* _The problem_: Nothing in the records may be left out or altered; reproduce them all exactly.

(Stored data)
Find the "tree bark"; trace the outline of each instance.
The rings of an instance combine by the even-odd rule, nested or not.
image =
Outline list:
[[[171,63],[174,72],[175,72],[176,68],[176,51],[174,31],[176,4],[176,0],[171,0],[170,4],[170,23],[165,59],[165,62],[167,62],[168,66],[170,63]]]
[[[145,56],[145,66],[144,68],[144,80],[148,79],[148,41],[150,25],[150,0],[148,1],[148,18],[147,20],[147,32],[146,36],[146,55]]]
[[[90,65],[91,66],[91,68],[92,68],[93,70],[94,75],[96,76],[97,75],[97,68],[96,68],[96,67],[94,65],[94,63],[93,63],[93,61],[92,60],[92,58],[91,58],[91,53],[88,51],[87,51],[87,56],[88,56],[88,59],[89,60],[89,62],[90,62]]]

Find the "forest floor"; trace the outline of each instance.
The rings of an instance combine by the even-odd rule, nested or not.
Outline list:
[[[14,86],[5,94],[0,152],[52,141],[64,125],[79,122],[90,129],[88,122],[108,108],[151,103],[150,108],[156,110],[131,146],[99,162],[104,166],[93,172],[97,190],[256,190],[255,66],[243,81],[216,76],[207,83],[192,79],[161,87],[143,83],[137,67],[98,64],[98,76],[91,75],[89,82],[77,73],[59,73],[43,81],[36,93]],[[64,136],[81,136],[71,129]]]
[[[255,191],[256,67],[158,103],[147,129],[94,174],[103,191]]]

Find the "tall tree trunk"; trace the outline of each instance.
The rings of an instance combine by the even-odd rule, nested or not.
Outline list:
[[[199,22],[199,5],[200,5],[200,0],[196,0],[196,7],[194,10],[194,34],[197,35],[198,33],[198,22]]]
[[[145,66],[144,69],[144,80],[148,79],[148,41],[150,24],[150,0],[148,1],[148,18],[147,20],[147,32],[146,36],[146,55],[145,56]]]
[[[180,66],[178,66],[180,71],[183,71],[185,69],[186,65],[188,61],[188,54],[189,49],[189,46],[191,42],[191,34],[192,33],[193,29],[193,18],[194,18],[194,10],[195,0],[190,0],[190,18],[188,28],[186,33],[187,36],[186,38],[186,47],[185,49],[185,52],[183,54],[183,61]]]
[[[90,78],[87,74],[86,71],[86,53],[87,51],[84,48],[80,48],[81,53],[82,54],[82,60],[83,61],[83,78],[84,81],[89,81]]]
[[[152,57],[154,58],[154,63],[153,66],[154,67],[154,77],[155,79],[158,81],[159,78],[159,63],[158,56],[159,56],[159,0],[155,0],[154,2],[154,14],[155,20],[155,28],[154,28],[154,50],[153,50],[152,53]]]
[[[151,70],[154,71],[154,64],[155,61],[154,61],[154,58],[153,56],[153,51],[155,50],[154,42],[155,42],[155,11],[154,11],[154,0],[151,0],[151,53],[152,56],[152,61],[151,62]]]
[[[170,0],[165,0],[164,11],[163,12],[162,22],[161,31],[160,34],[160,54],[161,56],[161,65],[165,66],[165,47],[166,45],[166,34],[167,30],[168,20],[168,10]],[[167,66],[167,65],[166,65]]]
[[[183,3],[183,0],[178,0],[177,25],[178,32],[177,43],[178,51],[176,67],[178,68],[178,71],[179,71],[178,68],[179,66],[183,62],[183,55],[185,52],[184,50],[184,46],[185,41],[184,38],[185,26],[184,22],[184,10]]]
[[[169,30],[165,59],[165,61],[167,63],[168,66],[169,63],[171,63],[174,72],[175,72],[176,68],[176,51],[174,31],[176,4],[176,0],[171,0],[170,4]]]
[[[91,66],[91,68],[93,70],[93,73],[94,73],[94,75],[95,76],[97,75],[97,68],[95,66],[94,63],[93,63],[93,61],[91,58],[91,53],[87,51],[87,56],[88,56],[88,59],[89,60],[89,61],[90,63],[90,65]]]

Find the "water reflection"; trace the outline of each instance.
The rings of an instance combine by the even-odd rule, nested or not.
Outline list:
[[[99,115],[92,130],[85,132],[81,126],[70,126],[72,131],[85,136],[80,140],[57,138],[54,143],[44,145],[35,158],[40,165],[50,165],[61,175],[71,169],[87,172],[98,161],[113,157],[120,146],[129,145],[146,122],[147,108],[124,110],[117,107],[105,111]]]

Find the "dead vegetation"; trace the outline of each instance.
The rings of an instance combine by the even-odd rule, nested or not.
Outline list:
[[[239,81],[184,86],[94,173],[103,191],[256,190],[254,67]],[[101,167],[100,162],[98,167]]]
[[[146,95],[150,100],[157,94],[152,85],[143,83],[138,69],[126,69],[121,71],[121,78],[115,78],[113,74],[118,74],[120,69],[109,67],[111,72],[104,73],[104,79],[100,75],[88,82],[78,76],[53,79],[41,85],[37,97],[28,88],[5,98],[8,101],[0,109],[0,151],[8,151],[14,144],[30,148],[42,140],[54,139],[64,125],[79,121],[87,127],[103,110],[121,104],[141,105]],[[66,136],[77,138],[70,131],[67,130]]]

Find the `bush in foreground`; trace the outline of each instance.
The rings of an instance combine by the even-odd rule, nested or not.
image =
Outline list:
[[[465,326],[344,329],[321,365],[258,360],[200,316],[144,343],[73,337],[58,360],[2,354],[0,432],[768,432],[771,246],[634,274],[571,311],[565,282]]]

* _Answer to the task_:
Find the "tree bark"; trace the outline of each instance.
The rings of an instance combine by the even-odd rule, nested or not.
image =
Outline list:
[[[171,63],[174,72],[175,72],[176,68],[176,51],[174,31],[176,4],[176,0],[171,0],[170,4],[170,23],[165,59],[165,62],[167,62],[168,66],[170,63]]]
[[[145,56],[145,66],[144,68],[144,80],[148,79],[148,41],[150,25],[150,0],[148,1],[148,18],[147,20],[147,32],[146,36],[146,55]]]
[[[90,65],[91,66],[91,68],[92,68],[93,70],[94,75],[96,76],[97,75],[97,68],[96,68],[96,67],[94,65],[94,63],[93,63],[93,61],[92,60],[92,58],[91,58],[91,53],[88,51],[87,51],[87,56],[88,56],[88,59],[89,60],[89,62],[90,62]]]

Find the "forest floor"; trace the outline of each instance.
The rings of an instance combine by the even-odd rule, nested or not.
Outline list:
[[[14,86],[5,94],[0,152],[52,141],[64,125],[79,122],[90,129],[88,122],[108,108],[151,103],[150,108],[156,110],[131,146],[99,162],[104,166],[93,172],[97,190],[256,190],[255,66],[243,81],[216,76],[207,83],[192,79],[161,87],[143,83],[137,67],[98,64],[98,76],[91,75],[89,82],[77,73],[59,73],[43,81],[36,93]],[[64,136],[81,136],[71,129]]]
[[[255,191],[256,67],[158,103],[147,129],[94,174],[103,191]]]

Find the "tall tree trunk"; trace the outline of each instance.
The rings of an instance combine by the even-odd rule, nested or not.
Outline list:
[[[199,22],[199,5],[200,5],[200,0],[196,0],[196,7],[194,10],[194,34],[197,35],[198,33],[198,22]]]
[[[145,66],[144,69],[144,80],[148,79],[148,41],[150,24],[150,0],[148,1],[148,18],[147,20],[147,32],[146,36],[146,55],[145,56]]]
[[[180,66],[178,66],[180,71],[183,71],[185,69],[186,65],[188,61],[188,54],[189,49],[189,46],[191,42],[191,34],[192,33],[193,29],[193,18],[194,18],[194,10],[195,0],[190,0],[190,18],[188,28],[186,33],[187,36],[186,38],[186,47],[185,49],[185,52],[183,54],[183,61]]]
[[[90,78],[87,74],[86,71],[86,53],[87,51],[84,48],[80,48],[81,53],[82,54],[82,60],[83,61],[83,78],[84,81],[89,81]]]
[[[152,57],[154,58],[154,63],[153,66],[154,67],[154,77],[155,79],[158,81],[159,78],[159,63],[158,56],[159,56],[159,0],[155,0],[154,2],[154,14],[155,20],[155,28],[154,28],[154,50],[153,50],[152,53]]]
[[[151,70],[154,71],[154,64],[155,61],[154,61],[154,58],[153,56],[153,51],[155,50],[154,42],[155,42],[155,11],[154,11],[154,0],[151,0],[151,53],[152,56],[152,61],[151,62]]]
[[[170,0],[165,0],[164,11],[163,12],[162,22],[161,31],[160,34],[160,54],[161,56],[161,65],[165,66],[165,47],[166,45],[166,34],[167,30],[168,20],[168,10]],[[167,66],[167,65],[166,65]]]
[[[183,3],[183,0],[178,0],[177,25],[178,32],[177,43],[178,51],[176,67],[178,68],[178,71],[179,71],[178,68],[179,66],[183,62],[183,55],[185,52],[184,50],[184,46],[185,41],[184,38],[185,26],[184,22],[184,10]]]
[[[169,30],[165,59],[165,61],[167,63],[168,66],[169,63],[171,63],[174,72],[175,72],[176,68],[176,51],[174,31],[176,4],[176,0],[171,0],[170,4]]]
[[[91,66],[91,68],[93,70],[93,73],[94,73],[94,75],[95,76],[97,75],[97,68],[95,66],[94,63],[93,63],[93,61],[91,58],[91,53],[87,51],[87,56],[88,56],[88,59],[89,60],[89,61],[90,63],[90,65]]]

Find the "water reflection"; trace the outline of each instance.
The rings of an instance combine by the even-odd rule, nested or not.
Outline list:
[[[99,115],[92,130],[85,132],[81,126],[70,126],[72,131],[85,136],[80,140],[57,138],[54,143],[44,145],[35,158],[40,165],[50,165],[61,175],[71,169],[87,172],[98,161],[113,157],[120,146],[129,145],[146,122],[147,108],[124,110],[117,107],[105,111]]]

Find the "dead vegetation"; trace the outline of each instance.
The rings of an instance combine by the even-odd rule, nested or not.
Outline list:
[[[239,81],[184,86],[94,173],[103,191],[256,190],[254,67]],[[101,167],[100,162],[98,167]]]
[[[146,95],[150,100],[157,94],[152,85],[143,83],[138,69],[126,69],[121,71],[121,78],[115,78],[113,74],[118,74],[120,69],[109,67],[111,72],[104,73],[104,79],[100,75],[88,82],[78,76],[53,79],[41,85],[37,97],[28,88],[5,98],[8,101],[0,109],[0,151],[8,151],[14,144],[30,148],[42,140],[54,139],[64,125],[79,121],[87,127],[103,110],[121,104],[141,105]],[[66,136],[77,138],[70,131],[67,130]]]

Find the `bush in foreground`; trace the outline of each instance.
The rings of an instance combine by the even-odd rule, nested or not.
image =
Outline list:
[[[465,326],[344,329],[321,365],[258,360],[200,316],[144,343],[73,337],[58,360],[2,354],[0,432],[768,432],[771,246],[634,274],[571,311],[565,282]]]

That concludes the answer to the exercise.